### [Exercise aim]
Gather and copy out each of the lines below that contains the string "light". Case counts.

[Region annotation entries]
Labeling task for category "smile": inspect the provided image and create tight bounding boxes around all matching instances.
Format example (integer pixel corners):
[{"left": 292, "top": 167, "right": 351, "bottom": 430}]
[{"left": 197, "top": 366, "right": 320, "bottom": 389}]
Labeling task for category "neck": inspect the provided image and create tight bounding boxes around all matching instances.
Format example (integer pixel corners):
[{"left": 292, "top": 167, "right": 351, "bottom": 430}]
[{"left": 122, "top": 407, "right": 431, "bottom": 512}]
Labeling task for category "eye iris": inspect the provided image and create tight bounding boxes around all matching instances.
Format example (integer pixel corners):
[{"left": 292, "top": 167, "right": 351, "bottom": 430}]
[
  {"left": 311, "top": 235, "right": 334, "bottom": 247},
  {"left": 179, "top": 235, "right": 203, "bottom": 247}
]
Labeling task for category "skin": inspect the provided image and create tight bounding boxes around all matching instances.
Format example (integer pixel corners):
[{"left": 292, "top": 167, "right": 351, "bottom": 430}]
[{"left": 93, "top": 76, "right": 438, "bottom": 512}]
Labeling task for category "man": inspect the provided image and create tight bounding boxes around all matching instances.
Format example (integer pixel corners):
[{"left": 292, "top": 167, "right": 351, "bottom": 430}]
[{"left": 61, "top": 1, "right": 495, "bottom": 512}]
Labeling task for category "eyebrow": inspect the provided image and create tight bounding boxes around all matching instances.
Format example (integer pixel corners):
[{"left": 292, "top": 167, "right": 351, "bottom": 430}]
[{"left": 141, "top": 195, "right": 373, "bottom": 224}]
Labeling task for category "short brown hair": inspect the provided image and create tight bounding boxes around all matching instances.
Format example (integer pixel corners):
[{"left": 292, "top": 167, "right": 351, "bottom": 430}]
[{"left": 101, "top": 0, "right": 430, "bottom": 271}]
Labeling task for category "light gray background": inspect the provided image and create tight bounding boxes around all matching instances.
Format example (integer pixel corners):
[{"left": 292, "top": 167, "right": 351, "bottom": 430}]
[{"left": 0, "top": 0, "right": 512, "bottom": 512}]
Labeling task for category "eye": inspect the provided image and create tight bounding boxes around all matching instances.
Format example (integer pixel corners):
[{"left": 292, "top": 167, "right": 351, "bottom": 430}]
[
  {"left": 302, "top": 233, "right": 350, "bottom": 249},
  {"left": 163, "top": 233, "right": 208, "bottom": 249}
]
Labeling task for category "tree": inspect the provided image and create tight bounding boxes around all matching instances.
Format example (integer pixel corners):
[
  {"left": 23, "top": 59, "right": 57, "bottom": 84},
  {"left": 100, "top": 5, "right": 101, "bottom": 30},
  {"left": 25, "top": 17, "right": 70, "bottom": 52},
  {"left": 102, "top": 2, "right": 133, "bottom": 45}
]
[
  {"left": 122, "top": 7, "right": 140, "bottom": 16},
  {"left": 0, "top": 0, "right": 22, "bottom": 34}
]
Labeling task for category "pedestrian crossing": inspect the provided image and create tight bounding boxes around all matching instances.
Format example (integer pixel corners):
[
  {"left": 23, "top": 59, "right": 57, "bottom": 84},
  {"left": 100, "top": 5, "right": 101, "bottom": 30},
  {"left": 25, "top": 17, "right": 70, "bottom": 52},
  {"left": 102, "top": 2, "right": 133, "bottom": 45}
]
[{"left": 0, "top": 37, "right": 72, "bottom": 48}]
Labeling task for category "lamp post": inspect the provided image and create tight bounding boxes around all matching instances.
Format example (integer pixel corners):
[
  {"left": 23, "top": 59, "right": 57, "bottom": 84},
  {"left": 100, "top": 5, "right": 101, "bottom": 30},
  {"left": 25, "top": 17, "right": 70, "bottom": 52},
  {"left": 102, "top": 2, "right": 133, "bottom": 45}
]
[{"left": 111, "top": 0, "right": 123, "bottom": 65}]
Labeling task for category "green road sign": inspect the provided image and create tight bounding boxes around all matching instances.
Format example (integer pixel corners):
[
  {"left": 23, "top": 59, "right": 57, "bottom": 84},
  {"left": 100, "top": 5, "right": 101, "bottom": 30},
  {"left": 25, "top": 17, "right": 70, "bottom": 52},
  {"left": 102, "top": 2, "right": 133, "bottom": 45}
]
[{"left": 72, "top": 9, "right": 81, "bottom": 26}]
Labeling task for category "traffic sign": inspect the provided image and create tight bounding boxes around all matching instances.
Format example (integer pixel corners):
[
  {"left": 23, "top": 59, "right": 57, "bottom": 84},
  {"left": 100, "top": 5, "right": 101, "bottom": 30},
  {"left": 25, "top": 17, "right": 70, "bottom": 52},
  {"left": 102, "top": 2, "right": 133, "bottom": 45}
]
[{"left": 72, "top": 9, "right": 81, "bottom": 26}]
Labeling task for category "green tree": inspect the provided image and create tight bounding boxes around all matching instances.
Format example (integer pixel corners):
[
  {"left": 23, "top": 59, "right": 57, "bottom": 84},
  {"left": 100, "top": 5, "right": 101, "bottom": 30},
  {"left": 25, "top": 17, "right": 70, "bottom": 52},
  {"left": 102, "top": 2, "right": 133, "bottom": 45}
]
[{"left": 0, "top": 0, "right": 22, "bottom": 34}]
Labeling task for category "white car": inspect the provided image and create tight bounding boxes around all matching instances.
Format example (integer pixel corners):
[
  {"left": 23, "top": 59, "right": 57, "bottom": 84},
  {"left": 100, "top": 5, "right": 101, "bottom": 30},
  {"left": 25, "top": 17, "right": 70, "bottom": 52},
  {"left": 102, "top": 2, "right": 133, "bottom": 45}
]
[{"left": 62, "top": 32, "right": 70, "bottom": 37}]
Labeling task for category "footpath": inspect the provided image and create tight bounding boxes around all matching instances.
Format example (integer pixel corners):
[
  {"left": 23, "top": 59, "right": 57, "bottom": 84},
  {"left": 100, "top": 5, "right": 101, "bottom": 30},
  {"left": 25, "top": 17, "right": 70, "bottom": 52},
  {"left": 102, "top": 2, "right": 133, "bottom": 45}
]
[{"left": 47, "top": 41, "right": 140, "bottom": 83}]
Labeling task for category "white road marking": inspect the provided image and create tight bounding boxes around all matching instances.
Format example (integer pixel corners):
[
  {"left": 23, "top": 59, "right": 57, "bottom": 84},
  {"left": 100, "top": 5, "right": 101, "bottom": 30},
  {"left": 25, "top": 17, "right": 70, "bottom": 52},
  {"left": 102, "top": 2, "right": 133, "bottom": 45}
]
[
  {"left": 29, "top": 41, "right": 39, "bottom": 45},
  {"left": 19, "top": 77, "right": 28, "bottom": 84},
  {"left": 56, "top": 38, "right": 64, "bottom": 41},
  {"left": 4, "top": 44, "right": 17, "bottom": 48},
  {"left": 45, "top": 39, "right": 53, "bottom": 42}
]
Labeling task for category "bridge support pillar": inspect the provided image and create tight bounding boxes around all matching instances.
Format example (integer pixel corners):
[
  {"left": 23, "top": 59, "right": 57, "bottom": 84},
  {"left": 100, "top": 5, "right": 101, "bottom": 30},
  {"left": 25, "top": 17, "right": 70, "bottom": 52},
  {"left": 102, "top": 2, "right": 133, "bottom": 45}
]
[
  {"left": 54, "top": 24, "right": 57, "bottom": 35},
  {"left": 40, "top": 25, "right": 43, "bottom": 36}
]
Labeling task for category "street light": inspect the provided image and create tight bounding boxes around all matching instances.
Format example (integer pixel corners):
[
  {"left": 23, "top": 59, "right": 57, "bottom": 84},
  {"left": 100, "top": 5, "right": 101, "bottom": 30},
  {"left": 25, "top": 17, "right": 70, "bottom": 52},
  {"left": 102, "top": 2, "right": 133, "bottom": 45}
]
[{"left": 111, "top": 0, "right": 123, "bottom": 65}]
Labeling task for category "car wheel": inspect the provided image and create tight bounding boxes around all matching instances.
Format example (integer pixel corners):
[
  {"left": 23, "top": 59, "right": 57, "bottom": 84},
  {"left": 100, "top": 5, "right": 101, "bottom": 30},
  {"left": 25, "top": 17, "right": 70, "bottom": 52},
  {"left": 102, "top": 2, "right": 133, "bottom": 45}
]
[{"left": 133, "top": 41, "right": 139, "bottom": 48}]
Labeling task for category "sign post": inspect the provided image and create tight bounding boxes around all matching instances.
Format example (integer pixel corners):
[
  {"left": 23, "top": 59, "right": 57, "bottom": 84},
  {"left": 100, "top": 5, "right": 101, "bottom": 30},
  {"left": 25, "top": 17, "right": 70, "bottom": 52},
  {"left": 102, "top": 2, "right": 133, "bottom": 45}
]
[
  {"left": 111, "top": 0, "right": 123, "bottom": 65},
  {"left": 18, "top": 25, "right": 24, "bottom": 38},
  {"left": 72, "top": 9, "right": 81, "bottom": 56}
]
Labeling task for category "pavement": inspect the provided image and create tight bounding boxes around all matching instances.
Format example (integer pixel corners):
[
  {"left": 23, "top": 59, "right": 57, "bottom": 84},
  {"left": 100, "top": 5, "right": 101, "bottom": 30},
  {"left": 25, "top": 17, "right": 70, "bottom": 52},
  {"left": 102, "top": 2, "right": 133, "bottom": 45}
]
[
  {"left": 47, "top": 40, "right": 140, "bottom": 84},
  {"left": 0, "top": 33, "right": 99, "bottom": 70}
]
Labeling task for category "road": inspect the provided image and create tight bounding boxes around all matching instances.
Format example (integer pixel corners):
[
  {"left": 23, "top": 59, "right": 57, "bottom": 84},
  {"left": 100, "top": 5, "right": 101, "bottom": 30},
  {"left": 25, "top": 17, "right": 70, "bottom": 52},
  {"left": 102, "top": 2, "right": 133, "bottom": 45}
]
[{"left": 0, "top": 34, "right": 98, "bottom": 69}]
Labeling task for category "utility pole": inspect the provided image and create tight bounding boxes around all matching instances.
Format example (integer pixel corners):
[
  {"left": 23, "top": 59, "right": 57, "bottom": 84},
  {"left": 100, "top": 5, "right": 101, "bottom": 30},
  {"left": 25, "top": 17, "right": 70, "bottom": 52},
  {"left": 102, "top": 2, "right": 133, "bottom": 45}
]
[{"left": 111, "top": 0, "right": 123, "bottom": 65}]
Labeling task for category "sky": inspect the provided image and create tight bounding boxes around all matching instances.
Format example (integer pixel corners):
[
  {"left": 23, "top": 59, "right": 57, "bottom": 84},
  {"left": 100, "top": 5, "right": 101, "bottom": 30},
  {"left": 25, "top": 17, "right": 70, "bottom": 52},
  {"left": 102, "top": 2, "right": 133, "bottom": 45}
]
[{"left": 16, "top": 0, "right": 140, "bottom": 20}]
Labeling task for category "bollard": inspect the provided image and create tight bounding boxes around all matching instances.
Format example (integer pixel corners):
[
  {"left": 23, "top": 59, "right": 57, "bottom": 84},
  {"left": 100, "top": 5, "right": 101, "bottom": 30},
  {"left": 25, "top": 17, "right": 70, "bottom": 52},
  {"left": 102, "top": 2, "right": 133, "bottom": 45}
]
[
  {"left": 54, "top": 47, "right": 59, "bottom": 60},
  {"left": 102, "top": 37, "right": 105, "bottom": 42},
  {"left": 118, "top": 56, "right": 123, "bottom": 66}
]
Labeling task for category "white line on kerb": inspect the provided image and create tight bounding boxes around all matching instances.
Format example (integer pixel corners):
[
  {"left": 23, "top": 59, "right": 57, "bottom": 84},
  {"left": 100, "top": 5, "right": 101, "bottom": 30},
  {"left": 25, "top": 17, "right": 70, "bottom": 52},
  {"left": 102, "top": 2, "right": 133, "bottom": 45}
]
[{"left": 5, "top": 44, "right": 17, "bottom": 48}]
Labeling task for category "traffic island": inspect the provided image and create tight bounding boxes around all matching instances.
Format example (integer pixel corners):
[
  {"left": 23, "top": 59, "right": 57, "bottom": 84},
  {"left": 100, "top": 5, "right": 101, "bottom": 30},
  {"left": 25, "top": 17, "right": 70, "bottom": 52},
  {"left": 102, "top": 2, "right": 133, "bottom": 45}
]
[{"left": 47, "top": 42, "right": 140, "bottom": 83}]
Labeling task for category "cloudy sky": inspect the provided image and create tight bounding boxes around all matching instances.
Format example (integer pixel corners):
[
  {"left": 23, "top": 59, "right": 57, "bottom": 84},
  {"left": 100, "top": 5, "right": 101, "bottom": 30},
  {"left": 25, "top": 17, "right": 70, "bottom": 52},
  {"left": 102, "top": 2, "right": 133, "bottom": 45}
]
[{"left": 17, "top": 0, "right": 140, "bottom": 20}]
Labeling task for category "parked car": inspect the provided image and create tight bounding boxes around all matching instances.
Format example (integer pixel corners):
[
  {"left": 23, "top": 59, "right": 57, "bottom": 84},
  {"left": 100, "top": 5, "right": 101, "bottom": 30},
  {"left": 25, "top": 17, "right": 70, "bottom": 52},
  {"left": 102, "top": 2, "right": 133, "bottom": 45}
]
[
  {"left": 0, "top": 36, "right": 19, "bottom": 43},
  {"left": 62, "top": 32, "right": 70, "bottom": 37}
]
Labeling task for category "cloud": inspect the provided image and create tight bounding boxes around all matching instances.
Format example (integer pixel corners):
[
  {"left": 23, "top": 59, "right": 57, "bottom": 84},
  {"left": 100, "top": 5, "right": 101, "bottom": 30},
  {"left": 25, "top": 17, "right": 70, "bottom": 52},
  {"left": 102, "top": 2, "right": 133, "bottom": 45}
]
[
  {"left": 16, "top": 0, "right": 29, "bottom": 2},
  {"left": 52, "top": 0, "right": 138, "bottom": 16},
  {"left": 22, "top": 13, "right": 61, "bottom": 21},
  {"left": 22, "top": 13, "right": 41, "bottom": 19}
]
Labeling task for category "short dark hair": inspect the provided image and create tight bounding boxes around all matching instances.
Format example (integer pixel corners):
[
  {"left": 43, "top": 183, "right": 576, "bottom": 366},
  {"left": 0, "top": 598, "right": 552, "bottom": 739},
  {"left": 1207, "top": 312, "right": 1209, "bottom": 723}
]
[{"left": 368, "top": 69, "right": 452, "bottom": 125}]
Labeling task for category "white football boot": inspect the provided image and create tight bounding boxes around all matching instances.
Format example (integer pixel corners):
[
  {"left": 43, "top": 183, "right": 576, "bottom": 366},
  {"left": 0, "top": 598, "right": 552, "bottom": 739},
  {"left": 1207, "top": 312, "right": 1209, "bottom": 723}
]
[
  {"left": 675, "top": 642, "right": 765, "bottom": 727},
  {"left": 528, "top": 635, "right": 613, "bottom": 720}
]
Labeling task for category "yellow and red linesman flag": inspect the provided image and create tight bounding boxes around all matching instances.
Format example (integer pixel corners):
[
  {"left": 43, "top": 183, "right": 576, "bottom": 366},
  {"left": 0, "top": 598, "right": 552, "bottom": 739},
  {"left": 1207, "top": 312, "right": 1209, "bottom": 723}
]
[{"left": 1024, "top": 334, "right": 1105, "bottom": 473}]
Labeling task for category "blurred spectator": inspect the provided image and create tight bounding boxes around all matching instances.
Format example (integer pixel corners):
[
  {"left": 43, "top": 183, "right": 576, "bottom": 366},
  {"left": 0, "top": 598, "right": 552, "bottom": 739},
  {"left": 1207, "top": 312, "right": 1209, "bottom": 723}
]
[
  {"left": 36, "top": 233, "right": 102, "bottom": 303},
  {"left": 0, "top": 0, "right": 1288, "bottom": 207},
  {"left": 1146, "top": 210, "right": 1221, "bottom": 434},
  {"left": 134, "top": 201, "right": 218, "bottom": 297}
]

### [Output of the task]
Labeling task for category "light gray background": inspect the provided image and create tight bounding boxes around all matching instances.
Labeling task for category "street light": inspect the provided image and create tight bounding boxes around all matching instances.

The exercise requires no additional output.